PROBLEM DESCRIPTION
An exact transcription of each entry below is required, without any pictures.

═══ RECORDED DATA ═══

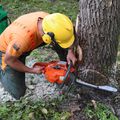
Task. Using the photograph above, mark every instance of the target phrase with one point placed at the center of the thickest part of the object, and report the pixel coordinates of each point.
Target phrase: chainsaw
(61, 73)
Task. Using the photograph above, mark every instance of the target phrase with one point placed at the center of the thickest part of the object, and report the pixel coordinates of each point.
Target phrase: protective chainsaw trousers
(12, 80)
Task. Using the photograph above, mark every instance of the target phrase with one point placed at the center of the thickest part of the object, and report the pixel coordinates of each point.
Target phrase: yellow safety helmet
(62, 28)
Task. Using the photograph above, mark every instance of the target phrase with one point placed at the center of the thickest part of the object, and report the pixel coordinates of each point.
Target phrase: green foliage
(101, 112)
(16, 8)
(28, 110)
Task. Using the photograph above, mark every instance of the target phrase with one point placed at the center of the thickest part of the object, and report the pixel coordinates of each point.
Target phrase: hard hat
(62, 28)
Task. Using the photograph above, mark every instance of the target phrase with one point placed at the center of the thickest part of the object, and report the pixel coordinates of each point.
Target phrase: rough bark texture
(98, 32)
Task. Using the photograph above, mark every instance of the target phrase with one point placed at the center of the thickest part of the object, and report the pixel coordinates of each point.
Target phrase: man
(24, 35)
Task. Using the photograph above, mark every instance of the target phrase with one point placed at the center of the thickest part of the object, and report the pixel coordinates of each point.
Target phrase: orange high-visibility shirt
(22, 35)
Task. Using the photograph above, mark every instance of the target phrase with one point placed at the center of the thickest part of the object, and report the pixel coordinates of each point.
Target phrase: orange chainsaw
(61, 73)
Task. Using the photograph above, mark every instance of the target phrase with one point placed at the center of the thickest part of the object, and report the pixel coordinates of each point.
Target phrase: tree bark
(98, 32)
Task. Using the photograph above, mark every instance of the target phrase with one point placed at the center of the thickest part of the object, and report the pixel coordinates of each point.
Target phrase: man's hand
(37, 70)
(71, 57)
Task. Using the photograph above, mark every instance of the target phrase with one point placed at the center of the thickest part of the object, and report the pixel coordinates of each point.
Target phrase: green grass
(101, 112)
(28, 110)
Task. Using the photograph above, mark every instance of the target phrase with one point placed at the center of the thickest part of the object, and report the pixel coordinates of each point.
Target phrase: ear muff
(47, 37)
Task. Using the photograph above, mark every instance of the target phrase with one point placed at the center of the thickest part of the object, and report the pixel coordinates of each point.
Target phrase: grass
(101, 112)
(40, 110)
(29, 110)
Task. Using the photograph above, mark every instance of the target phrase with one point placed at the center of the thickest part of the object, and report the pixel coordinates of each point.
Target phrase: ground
(43, 100)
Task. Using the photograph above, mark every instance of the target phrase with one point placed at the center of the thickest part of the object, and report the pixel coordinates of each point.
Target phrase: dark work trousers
(12, 80)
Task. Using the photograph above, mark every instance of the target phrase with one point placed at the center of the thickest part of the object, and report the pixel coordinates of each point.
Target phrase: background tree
(98, 33)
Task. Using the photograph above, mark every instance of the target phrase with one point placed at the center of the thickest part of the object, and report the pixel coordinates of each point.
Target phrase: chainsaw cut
(61, 73)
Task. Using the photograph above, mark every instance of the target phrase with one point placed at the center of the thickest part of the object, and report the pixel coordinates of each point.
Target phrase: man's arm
(16, 64)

═══

WRITTEN SOLUTION
Task. Using the photograph above, mark every instance of the target phrase with one point placed at the center of the thickest part of the object, and report the pixel coordinates of each point.
Target phrase: chainsaw
(61, 73)
Task. Using the photograph above, mark every instance of the target phrase with one point placed at the center of the thickest part of the object, and report the pixel coordinates of each point.
Target phrase: protective chainsaw trousers
(12, 80)
Task. Using the photograph above, mark every instance of the target phrase with one point placed at the center of the thickest part of the object, and report the pixel coordinates of each point.
Target phrase: yellow safety helmet
(62, 28)
Task. Using the photograph above, mark every instance of the target phrase with one point placed at the center of the thickest part of the object, and report the pixel coordinates of each point.
Target phrase: green foliage
(101, 112)
(16, 8)
(28, 110)
Task. Using the photograph above, mark every instance of the target phrase with one point placed at the center of the thickest part of the object, and report the pixel coordinates of each point.
Target phrase: hard hat
(62, 28)
Task. Using the photograph above, mark every instance of the target phrase with one point placed at the center of the thickest part of the object, and report the pixel coordinates of each point.
Target phrase: rough bark texture
(98, 32)
Task. Using the photograph above, mark every instance of the target phrase with one point placed at the center of the thickest part of the object, and report the pixel coordinates of each point.
Target phrase: man
(24, 35)
Task. Using the photograph above, mark every instance of the target phrase with one point placed at the center of the thickest part of the object, and report the pixel coordinates of each point.
Target phrase: orange high-visibility shirt
(22, 35)
Task. Using the photograph above, mark every instance of the target phrase with one point placed at the center of the thickest part of the object, and report the pixel coordinates of each point.
Target phrase: orange chainsaw
(61, 73)
Task. Using the photograph above, mark every instance of the target phrase with one point placed at the center of the thickest part of the object, and report the pixel coordinates of each point.
Target phrase: tree bark
(98, 32)
Task. Using the photograph above, mark every instance of the target phrase with one point placed at the center of the thickest part of the object, and report the pixel coordinates of each point.
Target phrase: man's hand
(37, 70)
(71, 57)
Task. Using the photograph above, mark every instance of the target phrase with one point placed at the center of the thickest part of the object, and report the pixel coordinates of each point.
Target phrase: green grass
(101, 112)
(28, 110)
Task. Using the photograph above, mark every instance of the target phrase with one point placed at the center of the thickest part of the object, and report the pixel coordinates of each point.
Target phrase: ear muff
(47, 37)
Task. Using the photograph above, mark every instance of the target phrase with one point placed at the center of the thickest part of the object, and report the pixel coordinates of each point.
Target phrase: grass
(101, 112)
(40, 110)
(29, 110)
Task. Using the photograph above, mark every instance of the target phrase with one point placed at the center of the thickest part of the object, and report the pixel coordinates of each point.
Target phrase: ground
(43, 100)
Task. Using the photograph above, mark every instance of the target phrase with one point placed at the center of the thickest part of the object, and report the pixel coordinates of each point.
Target phrase: dark work trousers
(12, 80)
Task. Using the photograph above, mark every instance of the target phrase with one point placed at the center of the thickest part of the object, and report the pixel coordinates of each point.
Target phrase: background tree
(98, 33)
Task. Using the photograph above, mark every instance of the target phrase with one point placed at the center of the thickest part of the object, and report the pixel coordinates of each point.
Target phrase: chainsaw cut
(61, 73)
Task. Using the photograph above, mark every instance of the target phrase with one point placed at the center of the thickest part of the object, and report the pixel coordinates of each point.
Target phrase: man's arm
(16, 64)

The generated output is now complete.